Given data -

#####

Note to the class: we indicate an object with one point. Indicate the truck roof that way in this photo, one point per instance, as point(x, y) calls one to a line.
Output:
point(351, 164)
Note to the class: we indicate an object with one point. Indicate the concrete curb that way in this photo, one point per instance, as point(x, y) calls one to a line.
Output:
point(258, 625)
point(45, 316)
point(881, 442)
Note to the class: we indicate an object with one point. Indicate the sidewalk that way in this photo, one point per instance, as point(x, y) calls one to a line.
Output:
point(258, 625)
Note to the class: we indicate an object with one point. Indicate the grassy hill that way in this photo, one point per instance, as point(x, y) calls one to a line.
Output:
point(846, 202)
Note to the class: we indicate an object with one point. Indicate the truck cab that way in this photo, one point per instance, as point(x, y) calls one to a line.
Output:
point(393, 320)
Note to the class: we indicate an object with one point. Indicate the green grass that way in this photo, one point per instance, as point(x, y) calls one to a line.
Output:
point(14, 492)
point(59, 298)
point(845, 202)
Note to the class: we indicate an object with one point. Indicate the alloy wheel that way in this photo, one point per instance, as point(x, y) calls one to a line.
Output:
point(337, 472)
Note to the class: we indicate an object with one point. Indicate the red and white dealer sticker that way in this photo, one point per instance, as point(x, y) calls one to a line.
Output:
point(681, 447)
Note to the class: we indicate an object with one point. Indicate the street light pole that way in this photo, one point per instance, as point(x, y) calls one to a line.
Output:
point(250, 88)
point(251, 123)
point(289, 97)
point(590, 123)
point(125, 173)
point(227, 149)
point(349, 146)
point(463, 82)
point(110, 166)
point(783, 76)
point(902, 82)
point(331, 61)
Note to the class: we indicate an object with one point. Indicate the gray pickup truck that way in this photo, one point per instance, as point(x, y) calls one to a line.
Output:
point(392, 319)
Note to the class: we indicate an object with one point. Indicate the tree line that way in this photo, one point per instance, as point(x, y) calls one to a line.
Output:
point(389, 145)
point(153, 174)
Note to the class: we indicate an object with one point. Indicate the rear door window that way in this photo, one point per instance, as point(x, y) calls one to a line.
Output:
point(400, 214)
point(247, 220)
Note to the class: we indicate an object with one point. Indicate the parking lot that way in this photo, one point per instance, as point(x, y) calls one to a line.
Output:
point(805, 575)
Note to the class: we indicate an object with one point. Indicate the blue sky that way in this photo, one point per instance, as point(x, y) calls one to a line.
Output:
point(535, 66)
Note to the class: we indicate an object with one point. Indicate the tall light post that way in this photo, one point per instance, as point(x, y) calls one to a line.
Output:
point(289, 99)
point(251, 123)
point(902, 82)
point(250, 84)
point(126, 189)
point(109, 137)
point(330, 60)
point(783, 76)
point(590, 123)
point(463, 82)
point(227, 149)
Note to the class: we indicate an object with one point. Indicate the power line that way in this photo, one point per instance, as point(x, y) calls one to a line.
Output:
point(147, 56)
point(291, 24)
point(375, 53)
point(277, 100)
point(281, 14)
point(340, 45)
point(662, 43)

#####

Aim of the exercise - Provide a verbatim copy of all the entries.

Task response -
Note to the class: we indicate an object with one point. Indicate the truck roof that way in this photo, one point per instance, as point(x, y) calls one to a line.
Output:
point(351, 164)
Note to the class: we indicate an object with one point. Indicate the concrete curb that way in this photo, one point per instance, as point(x, y) calls one to a line.
Output:
point(258, 625)
point(45, 316)
point(881, 442)
Note to the class: we indicate an object with one point. Indicate the sidewalk that way in this photo, one point per instance, as point(x, y) calls one to a line.
Output:
point(258, 625)
Note to the class: we indicate an object with one point. Indicate the grassy hill that way in this photo, one point per instance, as point(x, y) calls one to a line.
Output:
point(846, 202)
Note to the class: we indicate an object with one point. Indicate the truck cab that way in this photo, one point per instance, as point(x, y) calls one to a line.
Output:
point(393, 320)
Note to the class: we indicate an object with one point. Indicate the green grass that way in this photo, one point per instance, as point(x, y) calls one to a line.
Output:
point(14, 492)
point(59, 298)
point(845, 202)
Note to the class: we indicate an object with one point. Indicate the alloy wheel that way in this photo, one point per instance, as point(x, y) calls one to a line.
Output:
point(337, 472)
Note to the class: we indicate an object with one point. Indicate the red and white dealer sticker that way in this photo, one point per instance, as point(x, y) calls one to a line.
Output:
point(681, 447)
Note to the class: we indicate an object with one point. Indicate the street light pole that way in this photo, one point per instance, as point(x, y) calls one to a line.
Output:
point(250, 88)
point(251, 123)
point(289, 97)
point(590, 123)
point(125, 173)
point(227, 149)
point(349, 146)
point(463, 82)
point(110, 166)
point(783, 76)
point(902, 82)
point(331, 61)
Note to the class: we indicate an object with one point. Indicate the gray pickup truck that way in this photo, one point per instance, as point(x, y) calls one to a line.
Output:
point(392, 319)
Note to the class: we indicate an object with one point. Indicate the tree line that way in this photo, one point per instance, as point(x, y) calls one to a line.
Output:
point(389, 145)
point(153, 174)
Note to the class: we indicate an object with one point. Indicate the rear door window that way in this photo, one point per instance, as point(x, y) calls one to a line.
Output:
point(400, 214)
point(247, 220)
Note to the class: we indicate an object with one point. Indicate the parking lot that way in this photo, one point per instance, as point(x, y) calls one to a line.
Output:
point(805, 575)
Note to the class: we indicate an object with one point. Indicate the blue sky that way in this photo, one point per instance, as point(x, y) calls one to a line.
Output:
point(535, 66)
Note to the class: we indicate an object with one point. Indicate the tall light post that way in this photo, one point per instance, as point(x, y) calls one to a line.
Output:
point(289, 99)
point(251, 123)
point(902, 82)
point(250, 84)
point(126, 189)
point(109, 137)
point(330, 60)
point(783, 76)
point(590, 123)
point(463, 82)
point(227, 149)
Note to the class: we indicate an object with one point. Indicate the power line that way in this photo, one point per instance, as point(x, y) calls one to a line.
Output:
point(147, 56)
point(291, 24)
point(375, 53)
point(277, 100)
point(281, 14)
point(340, 45)
point(662, 43)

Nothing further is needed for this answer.